PIO, DE PIONEIRISMO NA MESA
Eu ainda não sei o que aconteceu com o Pio, o poeta, herdeiro do grande Cindinho, o poeta de “Timbaúva”. Você, meu caro leitor, ou minha especial leitora, não conheceu o Cindinho? Olha, eu acho que ainda está para nascer um poeta por estas bandas das Missões de igual tamanho e talento de Gomercindo Medeiros, o dono de um verso de raiz de timbre gaúcho. Preciso de campo para falar dele e de seu trabalho.
Hoje eu preciso falar de seu filho,
o Pio, aquela figura simpática, gentil e inteligente que
comanda a Calzoneria e Pizzaria Água na Boca.
Pois eu disse que não sei o que aconteceu com ele.
Estava eu pacífico ali na esquina da Brasil com a Marechal
num baita papo urbano-filosófico com um amigo.
De repente, saindo de algum lugar próximo, oco
e incerto, ouvi meu nome alto e a bom som, acima
da barulheira dos automóveis.
Era o Pio, na direção de seu opala eterno. Queria me alcançar um folheto.
Junto com o braço estendido, vieram umas palavras
que não me chegaram claras, apenas o suficiente para
saber que havia alguma ligação entre o folheto que
me presenteava e a minha crônica de dois sábados
atrás que levava o dúbio título de “Mulheres, Ovelha e
Mondongo”.
Acho que me xingava. Ou, então, me elogiava. Ou,
quem sabe, me provocava. Na angustiante dúvida,
guardei o folheto depois de um pisco de olhos sobre
ele.
Em casa, com a calma de um eremita, vi que era
mesmo uma provocação, já que o folheto era um banho
de comidas campeiras, muito, mas muito além dos
meus sonhos de mondongos e carré de ovelha em noites
frias de vinhos chilenos. É que me dei conta do que
havia escrito lá na minha crônica, falando de Santo
Ângelo e suas poucas casas de pratos saborosos e
especiais.
Eu dizia:
- Mas é uma pena. Uma pena que não haja uma só
casa que sirva como prato principal ovelha ou mondongo.
Sim, mondongo, bucho, sessenta-folhas.
Quando eu li “Fornos a lenha, Fogão campeiro,
Piavas Assadas, Codornas Assadas, Dourados Assados...”,
oh deuses das esbórnias romanas, eu senti que
minha crônica desmanchava-se como uma carne de
ossobuco num prato de vaca atolada.
E, logo adiante,
miserável que fui, lá estava bem claro, uma “Ovelha
Amoitada”. Mas o que é isso? E eu que nasci chupando
costelinha de ovelha, e que, - como meu filho Mário
César, divido as mulheres em duas espécies: as que
gostam de carne de ovelha e as que não, - como é
que ainda não experimentei a Ovelha Amoitada? Confesso,
morri-me um pouco por dentro.
E, para minha
desgraça, o folheto termina, na parte da frente, com
um apelo impossível, dizendo... “e outras bóias”. Ora,
bóia é sempre coisa pra lambuzar os bigodes. Bóia
cheira a campo!

(Trechos de dados de anotação por pontos)
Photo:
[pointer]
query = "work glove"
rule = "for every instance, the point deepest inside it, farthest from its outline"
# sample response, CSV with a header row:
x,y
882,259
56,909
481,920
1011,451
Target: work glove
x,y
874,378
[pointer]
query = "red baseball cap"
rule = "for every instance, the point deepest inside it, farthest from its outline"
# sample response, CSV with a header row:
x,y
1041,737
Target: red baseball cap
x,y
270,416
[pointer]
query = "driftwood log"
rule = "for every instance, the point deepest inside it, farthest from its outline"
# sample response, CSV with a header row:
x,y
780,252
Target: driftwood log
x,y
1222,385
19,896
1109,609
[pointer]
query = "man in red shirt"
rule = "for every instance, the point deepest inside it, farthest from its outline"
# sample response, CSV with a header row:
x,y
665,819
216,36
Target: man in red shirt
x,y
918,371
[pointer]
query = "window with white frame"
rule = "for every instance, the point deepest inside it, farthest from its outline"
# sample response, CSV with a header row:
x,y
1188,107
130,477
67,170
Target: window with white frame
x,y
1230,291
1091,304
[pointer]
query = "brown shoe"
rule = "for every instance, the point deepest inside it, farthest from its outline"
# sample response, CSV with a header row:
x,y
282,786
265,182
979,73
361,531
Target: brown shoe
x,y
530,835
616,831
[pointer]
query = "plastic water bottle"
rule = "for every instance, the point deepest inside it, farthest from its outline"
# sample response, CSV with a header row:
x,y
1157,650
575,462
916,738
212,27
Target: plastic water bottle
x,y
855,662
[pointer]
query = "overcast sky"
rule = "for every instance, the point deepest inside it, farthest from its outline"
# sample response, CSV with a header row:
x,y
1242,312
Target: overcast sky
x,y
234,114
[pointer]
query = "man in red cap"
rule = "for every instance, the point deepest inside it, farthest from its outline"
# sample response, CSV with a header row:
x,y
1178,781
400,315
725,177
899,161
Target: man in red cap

◆ Instrução dada A ◆
Na crônica sobre o Pio, quais itens do folheto aparecem na citação entre aspas que começa com "Fornos a lenha"? Liste todos.
◆ Instrução dada B ◆
Prossiga a crônica sobre o Pio, começando logo depois da última frase apresentada.

◆ Resposta escrita A ◆
Fornos a lenha, Fogão campeiro, Piavas Assadas, Codornas Assadas, Dourados Assados

◆ Resposta escrita B ◆
Mas minha dor não terminaria na parte frontal do
folheto. Atrás, o cardápio de pizzas me ralou até o
último ralo, perdoem-me o trocadilho. Humilhou-me.
Espezinhou-me. Boquiabertou-me. Nunca vi, e não sei
se vou ver, revelações culinárias tão refinadas quanto
espirituosas, além de sacadas culturais que transitam
pela matemática, pela história, pelas ciências biológicas
e, particularmente, pela nossa lídima tradição gaudéria
dos fogões de estância, além das mais grudadas
raízes missioneiras.
Você já comeu uma pizza com o nome Androceu
e Gineceu? Dizem que é altamente afrodisíaca para
ambos os sexos. Ainda mais que a dita pizza traz frango
“salpicado com o coração do próprio”. Mesmo que
você não seja chegado a frango, o fato de haver ali um
coração em pedaços basta para entrar em ação toda
a testosterona ou feniletilamina que resta.
Mas há mais, muito mais. Vejam as pizzas Missões,
Suspiro de Chinoca, Cacambo e Lindóia. Não há nada
mais trágico que o desfecho da história de amor de
Lindóia com o índio Cacambo. Uma pizza meia Cacambo
e Lindóia e meia Suspiro de Chinoca é um idílio
daqueles amores que resistem ao tempo e à saudade,
e duram para toda a vida. Ah, meus dezoito! Per Baco,
que vinho deve acompanhar tão venturosas pizzas?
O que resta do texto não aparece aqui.